**Exercise description**
Write the listing out again, all of it, word for word.

[Entries taken from a collection]
-- start --

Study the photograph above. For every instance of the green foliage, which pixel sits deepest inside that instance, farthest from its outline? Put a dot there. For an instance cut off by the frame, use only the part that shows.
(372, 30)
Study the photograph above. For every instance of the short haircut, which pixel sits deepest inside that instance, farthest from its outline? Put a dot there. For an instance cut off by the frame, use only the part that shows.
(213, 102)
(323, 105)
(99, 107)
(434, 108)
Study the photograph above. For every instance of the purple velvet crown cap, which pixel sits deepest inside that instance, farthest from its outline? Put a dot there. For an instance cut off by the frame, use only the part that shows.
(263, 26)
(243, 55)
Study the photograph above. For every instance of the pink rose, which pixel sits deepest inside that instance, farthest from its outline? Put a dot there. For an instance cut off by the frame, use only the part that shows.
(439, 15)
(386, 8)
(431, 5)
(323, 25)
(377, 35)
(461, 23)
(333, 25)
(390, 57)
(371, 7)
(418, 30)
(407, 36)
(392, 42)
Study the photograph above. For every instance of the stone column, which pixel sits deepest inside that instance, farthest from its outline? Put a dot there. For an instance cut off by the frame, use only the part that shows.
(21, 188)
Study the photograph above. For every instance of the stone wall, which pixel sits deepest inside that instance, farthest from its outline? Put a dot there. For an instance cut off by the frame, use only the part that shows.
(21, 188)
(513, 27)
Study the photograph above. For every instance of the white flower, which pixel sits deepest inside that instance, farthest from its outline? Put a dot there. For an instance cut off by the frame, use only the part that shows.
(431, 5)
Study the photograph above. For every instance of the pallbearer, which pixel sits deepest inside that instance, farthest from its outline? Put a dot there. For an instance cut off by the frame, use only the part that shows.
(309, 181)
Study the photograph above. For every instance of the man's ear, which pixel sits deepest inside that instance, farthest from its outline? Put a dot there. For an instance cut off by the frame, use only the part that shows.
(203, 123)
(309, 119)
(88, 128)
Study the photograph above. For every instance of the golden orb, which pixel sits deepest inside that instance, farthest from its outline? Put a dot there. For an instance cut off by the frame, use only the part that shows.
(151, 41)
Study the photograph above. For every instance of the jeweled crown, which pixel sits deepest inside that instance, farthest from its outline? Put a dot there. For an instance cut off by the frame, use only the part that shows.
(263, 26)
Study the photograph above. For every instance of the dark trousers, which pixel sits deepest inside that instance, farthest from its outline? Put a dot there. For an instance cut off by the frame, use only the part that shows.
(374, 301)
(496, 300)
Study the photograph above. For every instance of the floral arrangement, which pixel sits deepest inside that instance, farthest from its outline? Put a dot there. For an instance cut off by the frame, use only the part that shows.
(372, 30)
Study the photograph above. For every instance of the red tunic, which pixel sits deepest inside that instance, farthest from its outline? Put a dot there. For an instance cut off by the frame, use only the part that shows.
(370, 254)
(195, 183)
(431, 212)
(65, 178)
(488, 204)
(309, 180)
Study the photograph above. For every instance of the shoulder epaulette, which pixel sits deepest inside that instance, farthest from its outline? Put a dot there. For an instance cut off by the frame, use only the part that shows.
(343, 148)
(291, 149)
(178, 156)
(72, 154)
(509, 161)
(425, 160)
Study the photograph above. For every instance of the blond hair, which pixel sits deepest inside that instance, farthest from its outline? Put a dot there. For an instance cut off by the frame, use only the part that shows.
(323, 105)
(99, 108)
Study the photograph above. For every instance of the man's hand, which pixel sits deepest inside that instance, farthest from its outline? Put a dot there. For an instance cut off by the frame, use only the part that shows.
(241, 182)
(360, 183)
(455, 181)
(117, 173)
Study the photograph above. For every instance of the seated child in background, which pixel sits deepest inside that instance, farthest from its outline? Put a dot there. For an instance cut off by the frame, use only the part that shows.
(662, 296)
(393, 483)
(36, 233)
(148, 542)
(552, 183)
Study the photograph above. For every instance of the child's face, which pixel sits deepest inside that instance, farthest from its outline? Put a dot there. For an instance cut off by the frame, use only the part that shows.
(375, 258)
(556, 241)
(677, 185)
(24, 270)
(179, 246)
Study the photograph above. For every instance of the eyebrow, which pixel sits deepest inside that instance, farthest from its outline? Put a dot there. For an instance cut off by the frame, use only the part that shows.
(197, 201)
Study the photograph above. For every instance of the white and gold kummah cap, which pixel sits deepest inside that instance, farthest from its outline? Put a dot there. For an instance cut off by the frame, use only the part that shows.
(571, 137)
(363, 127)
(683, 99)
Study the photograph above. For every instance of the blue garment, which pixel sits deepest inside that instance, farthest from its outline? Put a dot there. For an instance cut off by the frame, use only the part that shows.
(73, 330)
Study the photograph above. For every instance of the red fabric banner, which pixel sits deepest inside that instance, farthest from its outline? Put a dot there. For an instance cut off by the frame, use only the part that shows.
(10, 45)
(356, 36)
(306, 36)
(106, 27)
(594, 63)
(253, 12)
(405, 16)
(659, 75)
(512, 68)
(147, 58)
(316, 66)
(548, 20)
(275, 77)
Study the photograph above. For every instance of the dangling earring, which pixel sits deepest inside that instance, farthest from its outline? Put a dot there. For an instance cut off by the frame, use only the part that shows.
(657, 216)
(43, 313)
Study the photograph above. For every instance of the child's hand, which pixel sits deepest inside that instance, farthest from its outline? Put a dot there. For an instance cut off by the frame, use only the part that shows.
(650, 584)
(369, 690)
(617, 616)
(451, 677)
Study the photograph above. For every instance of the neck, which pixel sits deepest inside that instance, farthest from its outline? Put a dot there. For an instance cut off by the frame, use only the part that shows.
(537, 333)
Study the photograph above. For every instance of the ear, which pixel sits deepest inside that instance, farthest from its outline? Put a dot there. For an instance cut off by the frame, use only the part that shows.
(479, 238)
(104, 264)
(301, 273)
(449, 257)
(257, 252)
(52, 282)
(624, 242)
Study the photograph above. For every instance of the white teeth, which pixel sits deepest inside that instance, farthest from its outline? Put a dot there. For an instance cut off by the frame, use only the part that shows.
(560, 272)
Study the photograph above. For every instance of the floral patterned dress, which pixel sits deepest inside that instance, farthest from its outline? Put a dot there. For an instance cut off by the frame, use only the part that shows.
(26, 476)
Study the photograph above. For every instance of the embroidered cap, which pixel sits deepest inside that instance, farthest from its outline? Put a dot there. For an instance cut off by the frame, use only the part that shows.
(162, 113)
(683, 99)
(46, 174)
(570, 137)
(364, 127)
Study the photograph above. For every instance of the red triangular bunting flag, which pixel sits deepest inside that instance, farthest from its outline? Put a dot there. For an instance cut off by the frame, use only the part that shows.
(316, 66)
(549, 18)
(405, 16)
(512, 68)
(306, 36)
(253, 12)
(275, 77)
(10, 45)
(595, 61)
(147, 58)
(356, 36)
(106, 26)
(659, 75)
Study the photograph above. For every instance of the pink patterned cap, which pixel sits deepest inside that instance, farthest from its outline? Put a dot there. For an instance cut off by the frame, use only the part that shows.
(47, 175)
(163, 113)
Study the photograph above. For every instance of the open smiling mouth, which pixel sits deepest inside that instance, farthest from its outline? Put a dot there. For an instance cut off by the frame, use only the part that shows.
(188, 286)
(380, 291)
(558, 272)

-- end --

**Complete output**
Study the photograph above. For every instance of the green foliage, which pixel sits deepest inside that instance, farthest from its outline? Put a dot there. For an instance cut off by the frame, use only the part that shows.
(372, 30)
Study the photograph above. For every instance of the short haircut, which pixel sits deepest inside that instance, farthest from its outline? Put a dot there. For an instance cut off by the frame, use only the part that shows.
(213, 102)
(323, 105)
(99, 107)
(434, 108)
Study the photograph above. For every instance of the purple velvet crown cap, which pixel sits deepest inside that instance, farthest from its outline? Put a dot there. For an instance cut off by the frame, use only the part that shows.
(263, 26)
(243, 55)
Study the photograph above. For every instance of the pink rose, which pixel sits deepest inside that instance, farthest from its outline? Put a dot there. For an instance cut off by the frame, use only the part that shows.
(439, 15)
(386, 8)
(431, 5)
(323, 25)
(377, 35)
(461, 23)
(333, 25)
(390, 57)
(371, 7)
(418, 30)
(407, 36)
(392, 42)
Study the photograph above. For every instance of the stone column, which pixel sits deepest inside that instance, farthest from its outline? Put a dot there. For an instance cut off by the frame, use only the part that shows.
(21, 188)
Study the photograph above. For every instance of the stone wall, which pixel sits deepest inside that instance, farthest from its outline? Put a dot there. For an instance cut off by the frame, use only the part that shows.
(21, 188)
(513, 27)
Study the photograph above. For every instance of the white flower, which pixel sits deepest inside that instance, farthest from its outline? Put a dot there. For an instance cut off by the frame, use only the part that shows.
(431, 5)
Study the photograph above. For every instance of the pallbearer, which pixel sits deepest inside that instance, farthest from its outline? Put a dot there. For an instance cut off by the frame, use only the part that shows.
(309, 181)
Study the photograph above. For every instance of the man's ear, which pixel sits deepest inside that instance, farthest from its outline? Put a dot there. For an instance cut off by the frame, use only the part that shows.
(203, 123)
(309, 119)
(88, 128)
Study the photograph above. For every instance of the golden orb, which pixel sits deepest inside that instance, farthest from its outline? Put a dot there. For an instance cut off by the frame, use only the part that shows.
(151, 41)
Study the photograph above. For every instance of the jeweled crown, which pixel sits deepest inside that instance, farthest from its outline? Put a dot there. For an instance cut off by the frame, use only the part that shows.
(263, 26)
Study the photograph above. For every instance of the dark trousers, which pixel sits deepest inside that instance, farthest from its outline? Put a dot there. For an instance cut off by the frame, use only the part that shows.
(374, 301)
(496, 300)
Study the photograph above. For every instance of the floral arrangement, which pixel sits deepest inside that instance, farthest from its outline? Put a dot there. For an instance cut off by the frame, use only the part that shows.
(372, 30)
Study the photograph above. For every instance of the red tunic, which pixel sits deepest inside that instance, farthest from its outline? Put a dot there. For an instance cut off by the frame, use only the part that shows.
(370, 254)
(195, 183)
(431, 212)
(65, 178)
(488, 204)
(309, 180)
Study the photograph above. For every instance of the shoulder epaulette, which pixel sits deepest inside that instance, farthest from its outline? Put a dot there. For an instance cut off by the frame, use only the part that shows.
(343, 148)
(291, 149)
(178, 156)
(72, 154)
(509, 161)
(425, 160)
Study the photograph above. For every instance of the blond hair, which pixel sits deepest inside that instance, farthest from its outline? Put a dot there. For an instance cut off by the frame, use only the part that shows.
(323, 105)
(99, 108)
Study the photograph above. For every instance of the man's hand, which pixel sits deepest inside that instance, farthest from its outline? Put a dot there. For an instance cut off by the frame, use only the part that shows.
(241, 182)
(360, 183)
(455, 181)
(117, 173)
Study the photograph above. For every instance of the seated child in background, which pixel sits deepest inside that instance, farthest from its outline? Put a dot there. For an instance cut off by the frame, use only the part that shows.
(662, 296)
(393, 483)
(36, 233)
(148, 542)
(552, 183)
Study the photograph above. For every instance of the child's face, which pixel sits deepest inside that instance, farthest from its outline? Put a dot there. For an instance cut off by the frame, use only the part that shows.
(375, 258)
(556, 241)
(677, 185)
(24, 270)
(179, 246)
Study the photograph above. For every instance of the eyebrow, which pixel sits deepest inside that instance, farthest from its outline? Put a dot there. For an instance cut off by the frame, use only the part that shows.
(197, 201)
Study the photograph above. For every instance of the white and gold kummah cap, which pixel sits deepest inside that instance, farthest from its outline? Put a dot there. For an instance cut off by the frame, use only the part that shows.
(571, 137)
(363, 127)
(683, 99)
Study the photograph above. For every instance of the blue garment, which pixel sits deepest inside that instance, farthest from its outline? Put a dot there. For an instance cut off by the frame, use only the part that shows.
(73, 330)
Study the photograph above. For every instance of the red fabric banner, which pixel sits deepest inside that instance, farthest from its outline? Put a dot there. For an instance cut off by the frame, use only the part that shows.
(10, 45)
(356, 36)
(306, 36)
(106, 27)
(594, 63)
(253, 12)
(405, 16)
(659, 75)
(512, 68)
(147, 58)
(316, 66)
(548, 20)
(275, 77)
Study the photograph above. For every instance of the dangling earring, which pixel sits deepest inside that instance, farthest from its outline? Put a dot there. For an instance cut off by the frame, use only the part that shows.
(657, 216)
(43, 313)
Study the photograph above. For every instance of the child's hand, which pixel sits deepest inside that instance, farthest from its outline? Put a dot there. For an instance cut off by the frame, use only the part that shows.
(650, 584)
(369, 690)
(617, 616)
(451, 677)
Study the photograph above. For every instance of the neck, which pixel sits deepest inside that instance, farthest from its outline? Put a dot there. For an instance cut off by the frame, use only the part that shows.
(537, 333)
Study the photograph above. For every instance of the ear, which pixel sits deepest inside that instance, farthest from its outline? Put a dot there. For an instance cut off by the frame, use only the part that shows.
(479, 238)
(104, 264)
(301, 273)
(449, 257)
(257, 252)
(52, 282)
(624, 242)
Study the photograph above. For every instance of the white teeth, which pixel sits deepest inside that instance, farthest from its outline? Put a dot there. For an instance cut off by the frame, use only the part that shows.
(560, 272)
Study the photograph above. For every instance of the floral patterned dress, which pixel sits deepest inside that instance, farthest from its outline? Put a dot there. For an instance cut off by the frame, use only the part that shows.
(26, 476)
Study the photograph above. For every instance of the embroidered cap, which pixel sits deepest inside that instance, farthest from its outline? Put a dot there. For an instance cut off by the frame, use only the part that shows.
(162, 113)
(683, 99)
(46, 174)
(570, 137)
(364, 127)
Study the photograph above. For every instance of the red triangular bunting flag, which pixel sits deepest inside that instance, farthest from its outline? Put a dot there. For an instance cut off by the frame, use only the part that shows.
(316, 66)
(549, 18)
(405, 16)
(512, 68)
(306, 36)
(253, 12)
(275, 77)
(10, 45)
(595, 61)
(147, 58)
(356, 36)
(106, 26)
(659, 75)
Study the photograph above. For every instance of the pink patterned cap, which pixel sits deepest inside that instance, farthest from its outline? Put a dot there. For an instance cut off by the frame, use only the part that shows.
(47, 175)
(163, 113)
Study the photograph above. For every instance of the open smiling mouth, which pixel sits deepest inside that instance, farthest from its outline? Put a dot there. For an instance cut off by the frame, use only the part that shows.
(188, 286)
(380, 291)
(558, 272)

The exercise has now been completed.